### INSTRUCTION:
Continue the discussion of making PHP class, function, and namespace names case-sensitive, starting right after its final sentence.

### DOCUMENT PASSAGE:

Generally, the allowed backwards compatibility breaks in minor
versions are also minor breaks. These are mostly changes in extensions
rather than the core language. This change is in the main language and
it's potentially quite a big one.
Additionally, if this RFC were to pass, we would want extra time to
revisit the casing of suspect items for the same version. For example,
Pdo
vs PDO
. There's just not enough time for PHP 8.4 to do this.
Levi, if we bundle namespaces, classes and functions in a single change, will that be easier to implement? Basically to remove lowercasing and put the original type names in the lookup tables?
Yes, doing it all in one pass is easier to implement, and would
provide minor CPU and memory improvements.
Hi, Ben and Levi! Thank you for your interest!
Could you, please, elaborate on why you propose to target 9.0? That would make perfect sense if PHP strictly followed semver, but we always have some BC breaks in minor releases (https://www.php.net/manual/en/migration82.incompatible.php, https://www.php.net/manual/en/migration83.incompatible.php). So, is there a real difference between 8.4 and 9.0 for this case? Or do you mean that this BC break is way too big for 8.4?
Levi, if we bundle namespaces, classes and functions in a single change, will that be easier to implement? Basically to remove lowercasing and put the original type names in the lookup tables?
While we do make backwards incompatible breaks in minor PHP version (and we have done since the beginning of time, I checked last time this argument came up) we do keep them to a minimum and to be "small" BC breaks, the judgement of what "small" means is fuzzy.
Plenty of us thought converting resources to opaque object was "small" but others disagreed.
And I agree with Levi here, I am in favour of this change, but I don't think it should land in a minor.
For PHP the namespace is just a prefix to any symbol to be able to distinguish them, and namespaces are already canonicalized to be lowercase, this has been an issue when trying to remove the memory footprint of constants, as the casing of namespace was lost. [1][2][3]
Indeed you can access a namespace constant with two different casing in the namespace. [4]
One difficulty is that checking the casing at runtime for all classes/functions to check if they are conformant would likely lead to a big performance degradation.

(Rows from a dataset)
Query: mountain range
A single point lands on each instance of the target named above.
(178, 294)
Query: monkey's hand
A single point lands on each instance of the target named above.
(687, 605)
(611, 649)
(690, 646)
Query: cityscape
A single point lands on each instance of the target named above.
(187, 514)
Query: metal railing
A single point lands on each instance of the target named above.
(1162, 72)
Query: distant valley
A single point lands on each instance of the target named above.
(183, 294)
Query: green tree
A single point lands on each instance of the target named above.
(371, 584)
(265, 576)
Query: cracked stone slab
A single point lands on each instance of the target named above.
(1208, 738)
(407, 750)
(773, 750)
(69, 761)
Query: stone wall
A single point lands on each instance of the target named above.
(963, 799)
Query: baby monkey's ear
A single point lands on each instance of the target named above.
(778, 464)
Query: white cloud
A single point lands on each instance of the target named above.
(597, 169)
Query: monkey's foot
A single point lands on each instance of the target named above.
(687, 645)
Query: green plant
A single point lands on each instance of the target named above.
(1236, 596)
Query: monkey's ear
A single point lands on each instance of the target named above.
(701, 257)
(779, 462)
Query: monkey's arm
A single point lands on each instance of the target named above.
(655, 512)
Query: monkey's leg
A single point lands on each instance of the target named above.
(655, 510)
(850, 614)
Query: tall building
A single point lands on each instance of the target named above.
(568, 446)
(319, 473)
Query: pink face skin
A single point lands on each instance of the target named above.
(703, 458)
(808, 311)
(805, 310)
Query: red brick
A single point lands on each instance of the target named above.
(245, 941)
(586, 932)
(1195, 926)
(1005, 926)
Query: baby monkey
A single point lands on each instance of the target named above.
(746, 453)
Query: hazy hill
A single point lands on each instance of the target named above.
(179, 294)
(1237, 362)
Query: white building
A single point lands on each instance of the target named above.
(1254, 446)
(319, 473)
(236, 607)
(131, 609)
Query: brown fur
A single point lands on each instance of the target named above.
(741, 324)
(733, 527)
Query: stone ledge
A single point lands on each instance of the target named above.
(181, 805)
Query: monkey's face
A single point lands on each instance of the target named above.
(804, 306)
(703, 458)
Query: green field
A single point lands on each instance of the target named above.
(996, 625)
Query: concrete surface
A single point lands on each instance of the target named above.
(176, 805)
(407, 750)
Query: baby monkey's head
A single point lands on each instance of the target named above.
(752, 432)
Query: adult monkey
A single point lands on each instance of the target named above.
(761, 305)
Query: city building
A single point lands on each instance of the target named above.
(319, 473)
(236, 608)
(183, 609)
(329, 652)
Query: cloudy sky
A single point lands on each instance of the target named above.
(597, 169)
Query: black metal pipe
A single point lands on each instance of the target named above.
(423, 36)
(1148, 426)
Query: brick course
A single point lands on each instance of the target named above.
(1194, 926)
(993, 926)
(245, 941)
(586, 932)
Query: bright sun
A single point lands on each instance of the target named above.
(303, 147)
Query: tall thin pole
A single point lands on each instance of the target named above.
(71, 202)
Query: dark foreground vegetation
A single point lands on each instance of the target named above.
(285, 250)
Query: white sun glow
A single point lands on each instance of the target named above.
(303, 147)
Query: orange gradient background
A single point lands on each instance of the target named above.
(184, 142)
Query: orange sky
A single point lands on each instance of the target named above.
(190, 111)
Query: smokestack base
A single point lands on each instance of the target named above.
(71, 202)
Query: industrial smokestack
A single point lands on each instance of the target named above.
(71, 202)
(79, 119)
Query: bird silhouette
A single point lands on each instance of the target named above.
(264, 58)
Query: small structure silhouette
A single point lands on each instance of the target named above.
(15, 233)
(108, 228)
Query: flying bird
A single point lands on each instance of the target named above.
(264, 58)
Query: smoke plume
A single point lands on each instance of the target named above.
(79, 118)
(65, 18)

### ANSWER TO THIS TASK:
It might be possible to check some of these things at compile time (well at least for functions) if the class/function is already available in the symbol table.
Best regards,
Gina P. Banyard
[1] https://github.com/php/php-src/pull/10954
[2] https://github.com/php/php-src/issues/11423
Would this affect unserialize()
?
I ask because MediaWiki's main "text" database table is an
immutable/append-only store where we store the text of each page revision
since ~2004. It is stored as serialised blobs of a value class. There have
been a number of different implementations over the past twenty years of
Wikipedia's existence (plain text, gzip-compressed, diff-compressed, etc.).
When we adopted modern autoloading in MediaWiki, we quickly found that
blobs originally serialized by PHP 4 actually encoded the class in
lowercase, regardless of the casing in source code.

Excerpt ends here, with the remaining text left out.